*The exercise*. Reproduce exactly the lines below, starting with the line that contains "# test: point on every instance of the water" and ending with the last line of the records, both included, and nothing else.
** Start of Entries supplied **
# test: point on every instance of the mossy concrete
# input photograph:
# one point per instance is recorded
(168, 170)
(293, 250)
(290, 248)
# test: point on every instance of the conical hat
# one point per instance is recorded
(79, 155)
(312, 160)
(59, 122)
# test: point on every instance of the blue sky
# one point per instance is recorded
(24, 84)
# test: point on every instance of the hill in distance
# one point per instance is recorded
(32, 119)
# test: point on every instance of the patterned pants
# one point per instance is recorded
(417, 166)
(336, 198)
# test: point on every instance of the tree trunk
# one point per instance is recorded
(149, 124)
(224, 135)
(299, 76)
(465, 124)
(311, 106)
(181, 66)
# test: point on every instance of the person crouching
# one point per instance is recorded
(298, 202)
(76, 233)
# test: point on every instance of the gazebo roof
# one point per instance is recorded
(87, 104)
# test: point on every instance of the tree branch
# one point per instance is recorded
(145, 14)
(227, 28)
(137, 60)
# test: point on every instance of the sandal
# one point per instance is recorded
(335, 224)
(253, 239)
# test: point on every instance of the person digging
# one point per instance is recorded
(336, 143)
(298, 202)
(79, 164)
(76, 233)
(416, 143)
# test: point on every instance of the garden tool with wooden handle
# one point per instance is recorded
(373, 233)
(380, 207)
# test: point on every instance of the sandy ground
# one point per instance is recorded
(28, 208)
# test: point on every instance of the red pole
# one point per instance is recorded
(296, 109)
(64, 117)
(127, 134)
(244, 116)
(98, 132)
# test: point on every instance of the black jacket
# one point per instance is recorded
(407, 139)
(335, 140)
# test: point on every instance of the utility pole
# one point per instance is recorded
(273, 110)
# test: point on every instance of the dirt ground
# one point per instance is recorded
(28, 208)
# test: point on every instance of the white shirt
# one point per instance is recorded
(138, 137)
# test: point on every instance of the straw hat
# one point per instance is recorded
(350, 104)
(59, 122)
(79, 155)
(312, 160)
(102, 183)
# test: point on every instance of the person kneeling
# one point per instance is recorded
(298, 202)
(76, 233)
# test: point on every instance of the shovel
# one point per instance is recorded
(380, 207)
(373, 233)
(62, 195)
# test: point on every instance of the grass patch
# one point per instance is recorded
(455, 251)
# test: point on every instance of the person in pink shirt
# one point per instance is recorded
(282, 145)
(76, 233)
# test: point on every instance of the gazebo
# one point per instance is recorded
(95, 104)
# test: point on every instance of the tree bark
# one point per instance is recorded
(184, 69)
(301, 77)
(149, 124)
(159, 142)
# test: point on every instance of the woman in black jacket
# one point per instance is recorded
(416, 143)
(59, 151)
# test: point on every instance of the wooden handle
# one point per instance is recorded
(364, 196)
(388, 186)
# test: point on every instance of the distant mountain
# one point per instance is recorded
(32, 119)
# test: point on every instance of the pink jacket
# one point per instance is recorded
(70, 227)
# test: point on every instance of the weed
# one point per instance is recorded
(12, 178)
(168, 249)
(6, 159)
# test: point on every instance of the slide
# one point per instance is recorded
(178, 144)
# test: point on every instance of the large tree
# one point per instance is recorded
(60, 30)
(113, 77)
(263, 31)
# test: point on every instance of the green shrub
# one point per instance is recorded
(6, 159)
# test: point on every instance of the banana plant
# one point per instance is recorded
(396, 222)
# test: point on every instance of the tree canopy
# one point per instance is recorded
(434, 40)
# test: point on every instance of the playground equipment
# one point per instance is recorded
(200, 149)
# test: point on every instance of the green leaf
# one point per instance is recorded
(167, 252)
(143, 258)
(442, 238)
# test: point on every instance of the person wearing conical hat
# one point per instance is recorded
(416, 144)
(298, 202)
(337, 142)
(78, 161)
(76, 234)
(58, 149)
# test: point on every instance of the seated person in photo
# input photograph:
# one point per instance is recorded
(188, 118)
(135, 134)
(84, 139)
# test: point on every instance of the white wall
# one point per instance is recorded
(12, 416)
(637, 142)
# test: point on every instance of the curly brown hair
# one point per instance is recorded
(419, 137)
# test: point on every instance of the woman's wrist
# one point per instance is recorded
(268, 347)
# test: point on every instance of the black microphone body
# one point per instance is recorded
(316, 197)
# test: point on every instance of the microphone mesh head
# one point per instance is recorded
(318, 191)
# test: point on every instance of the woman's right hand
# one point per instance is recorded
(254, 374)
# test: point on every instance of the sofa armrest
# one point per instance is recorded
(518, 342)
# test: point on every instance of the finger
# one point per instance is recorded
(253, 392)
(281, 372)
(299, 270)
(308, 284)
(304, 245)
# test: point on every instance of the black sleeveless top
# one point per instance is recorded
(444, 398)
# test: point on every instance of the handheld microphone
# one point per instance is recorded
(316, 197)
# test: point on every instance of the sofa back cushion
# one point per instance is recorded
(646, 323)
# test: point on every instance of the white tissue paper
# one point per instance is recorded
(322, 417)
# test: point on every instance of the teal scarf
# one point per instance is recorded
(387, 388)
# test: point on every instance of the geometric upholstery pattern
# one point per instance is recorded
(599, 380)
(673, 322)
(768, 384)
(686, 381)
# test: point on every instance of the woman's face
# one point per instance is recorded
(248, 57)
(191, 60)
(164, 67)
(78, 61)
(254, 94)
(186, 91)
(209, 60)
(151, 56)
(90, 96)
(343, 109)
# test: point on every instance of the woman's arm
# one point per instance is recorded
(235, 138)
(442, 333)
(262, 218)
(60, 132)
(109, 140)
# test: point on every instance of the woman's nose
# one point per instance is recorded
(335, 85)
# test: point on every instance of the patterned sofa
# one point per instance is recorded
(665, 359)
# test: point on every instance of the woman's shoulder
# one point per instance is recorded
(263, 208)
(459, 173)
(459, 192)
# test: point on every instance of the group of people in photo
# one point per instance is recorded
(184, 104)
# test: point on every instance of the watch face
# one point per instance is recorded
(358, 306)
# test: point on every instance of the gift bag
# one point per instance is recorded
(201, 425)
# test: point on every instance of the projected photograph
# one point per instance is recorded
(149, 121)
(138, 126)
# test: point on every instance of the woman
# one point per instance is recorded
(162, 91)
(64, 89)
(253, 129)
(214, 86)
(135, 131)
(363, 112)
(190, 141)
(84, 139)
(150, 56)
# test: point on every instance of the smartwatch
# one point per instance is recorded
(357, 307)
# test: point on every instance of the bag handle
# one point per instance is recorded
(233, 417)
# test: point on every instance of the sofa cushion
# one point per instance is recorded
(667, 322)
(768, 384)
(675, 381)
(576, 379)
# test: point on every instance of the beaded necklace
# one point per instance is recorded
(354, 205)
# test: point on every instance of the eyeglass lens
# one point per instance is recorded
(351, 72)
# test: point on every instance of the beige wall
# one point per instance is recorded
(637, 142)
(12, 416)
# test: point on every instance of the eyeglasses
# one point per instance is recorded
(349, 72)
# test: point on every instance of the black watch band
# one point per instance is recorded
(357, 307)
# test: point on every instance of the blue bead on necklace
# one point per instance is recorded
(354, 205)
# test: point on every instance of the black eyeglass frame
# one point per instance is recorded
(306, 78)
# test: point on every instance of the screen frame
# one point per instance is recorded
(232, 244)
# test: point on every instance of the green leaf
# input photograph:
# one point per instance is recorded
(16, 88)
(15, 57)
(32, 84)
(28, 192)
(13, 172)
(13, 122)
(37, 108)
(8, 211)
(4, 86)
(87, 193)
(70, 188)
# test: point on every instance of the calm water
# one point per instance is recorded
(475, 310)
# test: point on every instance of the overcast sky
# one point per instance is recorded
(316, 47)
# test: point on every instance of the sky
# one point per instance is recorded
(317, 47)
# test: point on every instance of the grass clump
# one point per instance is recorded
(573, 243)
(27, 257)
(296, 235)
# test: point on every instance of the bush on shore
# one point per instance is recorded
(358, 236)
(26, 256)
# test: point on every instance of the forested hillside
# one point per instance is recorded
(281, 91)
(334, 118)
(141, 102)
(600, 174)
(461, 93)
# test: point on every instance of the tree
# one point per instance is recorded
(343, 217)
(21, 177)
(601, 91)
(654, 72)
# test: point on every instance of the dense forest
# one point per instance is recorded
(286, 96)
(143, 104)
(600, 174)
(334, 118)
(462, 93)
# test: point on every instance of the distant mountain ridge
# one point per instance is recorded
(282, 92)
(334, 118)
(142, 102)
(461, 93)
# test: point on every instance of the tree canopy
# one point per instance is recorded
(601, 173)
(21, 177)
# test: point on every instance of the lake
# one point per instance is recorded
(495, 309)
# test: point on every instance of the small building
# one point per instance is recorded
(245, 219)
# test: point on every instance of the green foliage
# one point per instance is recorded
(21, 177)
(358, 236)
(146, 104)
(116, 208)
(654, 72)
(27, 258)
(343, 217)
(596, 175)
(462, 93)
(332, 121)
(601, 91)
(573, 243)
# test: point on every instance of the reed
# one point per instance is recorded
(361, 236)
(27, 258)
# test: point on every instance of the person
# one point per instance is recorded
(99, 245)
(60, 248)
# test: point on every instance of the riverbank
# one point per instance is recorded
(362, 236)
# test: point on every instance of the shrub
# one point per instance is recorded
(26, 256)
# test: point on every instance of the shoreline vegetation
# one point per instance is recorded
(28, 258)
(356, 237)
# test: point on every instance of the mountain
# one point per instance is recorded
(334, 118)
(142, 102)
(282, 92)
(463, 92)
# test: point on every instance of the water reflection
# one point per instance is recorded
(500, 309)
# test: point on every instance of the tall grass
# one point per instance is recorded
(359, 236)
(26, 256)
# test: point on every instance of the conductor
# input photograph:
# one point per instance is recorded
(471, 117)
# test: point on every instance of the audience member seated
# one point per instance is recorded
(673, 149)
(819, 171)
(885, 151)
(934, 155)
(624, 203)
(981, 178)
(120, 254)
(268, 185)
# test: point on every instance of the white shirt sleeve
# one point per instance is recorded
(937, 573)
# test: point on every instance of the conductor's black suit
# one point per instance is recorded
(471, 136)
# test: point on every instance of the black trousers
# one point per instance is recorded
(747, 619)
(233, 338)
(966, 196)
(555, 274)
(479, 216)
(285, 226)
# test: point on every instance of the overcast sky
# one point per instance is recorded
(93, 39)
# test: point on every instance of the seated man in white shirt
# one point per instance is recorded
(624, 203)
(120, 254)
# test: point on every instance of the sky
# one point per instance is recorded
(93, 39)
** End of Entries supplied **
*Exercise output*.
# test: point on every instance of the water reflection
# one point per instance is recorded
(500, 309)
# test: point on every instance of the tall grass
# one point per instance is recorded
(359, 236)
(26, 256)
# test: point on every instance of the conductor
# input photograph:
# one point per instance is recorded
(471, 117)
# test: point on every instance of the audience member seated
# one point per instance is recorded
(673, 149)
(819, 171)
(885, 151)
(934, 155)
(624, 203)
(981, 178)
(120, 254)
(268, 185)
# test: point on every instance of the white shirt sleeve
# one point per instance is recorded
(937, 573)
# test: point on every instance of the conductor's black suit
# one point per instance is recorded
(471, 136)
# test: point on every instance of the black trousers
# one point per instance is recorded
(747, 619)
(233, 338)
(966, 196)
(555, 274)
(479, 216)
(285, 226)
# test: point on every instance of the overcast sky
# one point per instance is recorded
(93, 39)
# test: point on every instance of the seated man in white shirt
# one point per instance is recorded
(624, 203)
(120, 254)
# test: point on every instance of the sky
# one point per instance is recorded
(93, 39)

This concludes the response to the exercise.